Can you continue the applicant information on the Alan Walsh Medal below, picking up after its final condition and before the records?

■ **READING TEXT**:
::::::::::

The Alan Walsh Medal for Service to Industry
Information for Applicants
Background to the Award
This award, an initiative of the NSW Branch of the AIP, recognises significant contributions by a practicing physicist to industry in Australia. It commemorates the late Sir Alan Walsh, Kt, FAA, FTS, FRS, one of Australia’s most eminent and distinguished scientists, who was the originator and developer of Atomic Absorption Spectrophotometry (AAS) and pioneered its application as a tool in chemical analysis.
Born in Lancashire in 1916 and educated at Darwen Grammar School, Sir Alan studied physics at Manchester University. After a few years in industry in the UK, he was recruited in 1946 to join the newly created Chemical Physics Section of the CSIR Division of Industrial Chemistry in Melbourne. In 1952 he had the idea of using atomic absorption spectra, rather than atomic emission and molecular absorption spectra, in spectrochemical analysis. The subsequent development of AAS as a simple, rapid and inexpensive method for the analysis of minute traces of metals (and some non metals) is a tribute to Sir Alan’s extraordinary creativity, his business acumen and his infectious enthusiasm. He promoted the establishment of an Australian manufacturer of the atomic absorption spectrophotometer, the original company Techtron Pty Ltd eventually growing into Varian Australia, now one of the world’s leading spectroscopic instrument companies.
Conditions of the Award
The Award consists of a medal and is open to competition every second year among persons resident in Australia for at least five of the seven years preceding the closing date for applications. The Award will be given for physics research and/or development that has led to patents, processes or inventions which, in the opinion of the judging panel, have led to significant industrial and/or commercial outcomes, such as devices that are being manufactured or have influenced a major industrial process.
- Candidates need not have had industrial experience and could come from universities or government research organisations as well as from industry.
- The applications will be judged on evidence in the form of papers and/or patents published during the four years immediately preceding the date on which entries for the award close and/or descriptions of a device or devices that are being manufactured or have influenced a major industrial process. Unpublished materials and other evidence produced during the four year period may also be submitted.
- If a candidate considers that knowledge of work carried out prior to the four year period is necessary for the correct evaluation of the application, reference may be given to such work where published. Unpublished accounts of such previous work or evidence concerning devices produced prior to the four year period that can be demonstrated to be significant in relation to later developments may also be submitted.
- The medal shall not be awarded more than once to the same person.

::::::::::

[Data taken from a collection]

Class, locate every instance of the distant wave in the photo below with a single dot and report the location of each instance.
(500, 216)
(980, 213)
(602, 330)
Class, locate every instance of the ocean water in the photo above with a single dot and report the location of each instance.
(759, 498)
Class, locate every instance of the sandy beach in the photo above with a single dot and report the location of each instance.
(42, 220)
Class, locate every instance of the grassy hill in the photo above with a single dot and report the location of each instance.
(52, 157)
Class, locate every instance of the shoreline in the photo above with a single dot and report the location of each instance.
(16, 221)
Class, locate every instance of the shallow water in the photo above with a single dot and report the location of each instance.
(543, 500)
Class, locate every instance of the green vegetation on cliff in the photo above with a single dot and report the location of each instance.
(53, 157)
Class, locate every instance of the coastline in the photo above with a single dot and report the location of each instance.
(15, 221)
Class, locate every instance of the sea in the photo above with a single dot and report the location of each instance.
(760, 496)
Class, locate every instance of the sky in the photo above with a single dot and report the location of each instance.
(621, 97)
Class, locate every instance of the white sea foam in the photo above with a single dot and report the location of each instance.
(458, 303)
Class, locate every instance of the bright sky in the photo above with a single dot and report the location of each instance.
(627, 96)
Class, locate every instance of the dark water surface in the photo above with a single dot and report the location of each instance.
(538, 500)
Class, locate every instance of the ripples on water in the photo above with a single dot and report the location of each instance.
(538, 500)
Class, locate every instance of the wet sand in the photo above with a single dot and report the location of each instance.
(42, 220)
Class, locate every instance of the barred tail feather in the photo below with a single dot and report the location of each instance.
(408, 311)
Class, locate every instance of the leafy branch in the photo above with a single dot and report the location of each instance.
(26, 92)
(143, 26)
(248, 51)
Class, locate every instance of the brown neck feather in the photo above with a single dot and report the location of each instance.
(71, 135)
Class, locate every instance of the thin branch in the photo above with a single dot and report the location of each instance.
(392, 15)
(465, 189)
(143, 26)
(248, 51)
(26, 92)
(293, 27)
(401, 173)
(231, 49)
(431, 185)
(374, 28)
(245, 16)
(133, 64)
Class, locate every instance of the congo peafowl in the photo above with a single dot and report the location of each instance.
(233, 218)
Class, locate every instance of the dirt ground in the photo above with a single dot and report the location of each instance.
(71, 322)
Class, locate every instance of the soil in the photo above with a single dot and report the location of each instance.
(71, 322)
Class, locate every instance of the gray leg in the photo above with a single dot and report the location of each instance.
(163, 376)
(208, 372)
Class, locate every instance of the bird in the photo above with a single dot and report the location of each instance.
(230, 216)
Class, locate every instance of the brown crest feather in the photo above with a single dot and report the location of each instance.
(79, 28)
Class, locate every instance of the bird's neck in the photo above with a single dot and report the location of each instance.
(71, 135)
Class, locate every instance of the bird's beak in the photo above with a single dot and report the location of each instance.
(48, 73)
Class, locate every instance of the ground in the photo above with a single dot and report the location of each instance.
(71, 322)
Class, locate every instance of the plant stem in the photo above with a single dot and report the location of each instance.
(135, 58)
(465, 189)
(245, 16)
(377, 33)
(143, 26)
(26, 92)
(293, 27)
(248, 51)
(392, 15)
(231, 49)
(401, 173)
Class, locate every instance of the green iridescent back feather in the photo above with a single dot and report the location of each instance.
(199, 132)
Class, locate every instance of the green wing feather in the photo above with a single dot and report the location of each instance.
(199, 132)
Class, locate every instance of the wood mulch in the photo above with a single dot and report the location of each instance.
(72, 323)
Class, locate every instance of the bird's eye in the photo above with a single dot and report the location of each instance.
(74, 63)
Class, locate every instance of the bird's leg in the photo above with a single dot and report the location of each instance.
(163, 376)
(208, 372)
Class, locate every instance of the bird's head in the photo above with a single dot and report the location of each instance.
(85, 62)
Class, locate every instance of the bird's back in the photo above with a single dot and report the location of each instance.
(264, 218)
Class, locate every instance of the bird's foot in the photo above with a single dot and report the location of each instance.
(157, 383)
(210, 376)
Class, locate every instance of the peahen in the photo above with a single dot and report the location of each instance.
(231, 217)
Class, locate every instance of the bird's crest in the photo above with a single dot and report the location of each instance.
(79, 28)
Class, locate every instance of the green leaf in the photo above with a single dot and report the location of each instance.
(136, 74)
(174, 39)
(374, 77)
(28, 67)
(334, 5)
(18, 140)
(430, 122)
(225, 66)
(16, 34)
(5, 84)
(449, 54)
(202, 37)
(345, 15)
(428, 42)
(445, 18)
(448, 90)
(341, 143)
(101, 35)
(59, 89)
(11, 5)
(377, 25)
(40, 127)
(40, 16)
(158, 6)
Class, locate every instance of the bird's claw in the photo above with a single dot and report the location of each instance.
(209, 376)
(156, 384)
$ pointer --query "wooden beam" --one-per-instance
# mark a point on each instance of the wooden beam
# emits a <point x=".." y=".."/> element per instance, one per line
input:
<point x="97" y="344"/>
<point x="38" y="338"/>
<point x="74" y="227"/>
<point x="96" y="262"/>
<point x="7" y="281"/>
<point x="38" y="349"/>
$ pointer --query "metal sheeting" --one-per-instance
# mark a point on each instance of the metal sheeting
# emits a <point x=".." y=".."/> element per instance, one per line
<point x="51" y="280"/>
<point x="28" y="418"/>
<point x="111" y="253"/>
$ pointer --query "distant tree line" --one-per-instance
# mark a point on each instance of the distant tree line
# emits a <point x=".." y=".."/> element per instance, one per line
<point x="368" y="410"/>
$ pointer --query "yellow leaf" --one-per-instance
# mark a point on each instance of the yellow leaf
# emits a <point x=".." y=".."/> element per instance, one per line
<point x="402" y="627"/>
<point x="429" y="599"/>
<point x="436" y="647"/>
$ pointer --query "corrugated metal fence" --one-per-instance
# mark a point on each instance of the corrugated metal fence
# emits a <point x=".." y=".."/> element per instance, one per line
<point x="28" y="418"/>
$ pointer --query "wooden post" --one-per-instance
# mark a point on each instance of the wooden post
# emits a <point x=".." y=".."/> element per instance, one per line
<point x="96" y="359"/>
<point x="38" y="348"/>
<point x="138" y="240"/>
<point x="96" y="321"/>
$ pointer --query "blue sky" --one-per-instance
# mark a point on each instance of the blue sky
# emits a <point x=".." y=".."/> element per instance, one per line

::::::::::

■ **TASK RESPONSE**:
- Supporting information: Candidates for the award should provide the following:
- A brief curriculum vitae covering personal details, academic and professional qualifications, outline career history, honours and distinguished awards. A full CV is not necessary.
- A short account of the achievements of the candidate (or candidates for a joint submission) in research and development setting out the achievements on which the application rests and drawing attention to those articles or reports which are most important.
- A list of relevant publications, patents and reports by descriptive title and references related to the achievements on which the application is based. Where heavy reliance is placed on material not reasonably available, a copy of this material may also be submitted.
- Referees: Candidates are invited to provide the names of up to three internationally known referees, one of whom should have had industrial experience, who have the appropriate expertise to offer a critical appraisal of the candidate’s achievements.
- Presentation of the award: The Alan Walsh medal will be presented at the biennial AIP Congress, following which the medallist will present a lecture on the subject of the award.
- Press Statement: The successful candidate will be required to provide, prior to the presentation of the medal, a statement of approximately 500 words which outlines the nature and significance of the work for which the award was made, in language suitable for the lay press.
- The medallist will be required to provide a copy of their lecture in a form suitable for submission for publication in Australian Physics.
A call for nominations will be made in Australian Physics each year. The next call for nominations will close on 1 June 2018. Further information about this award can be obtained from the AIP Special Projects Officer
Applications and nominations should be sent by email to the AIP Special Projects Officer.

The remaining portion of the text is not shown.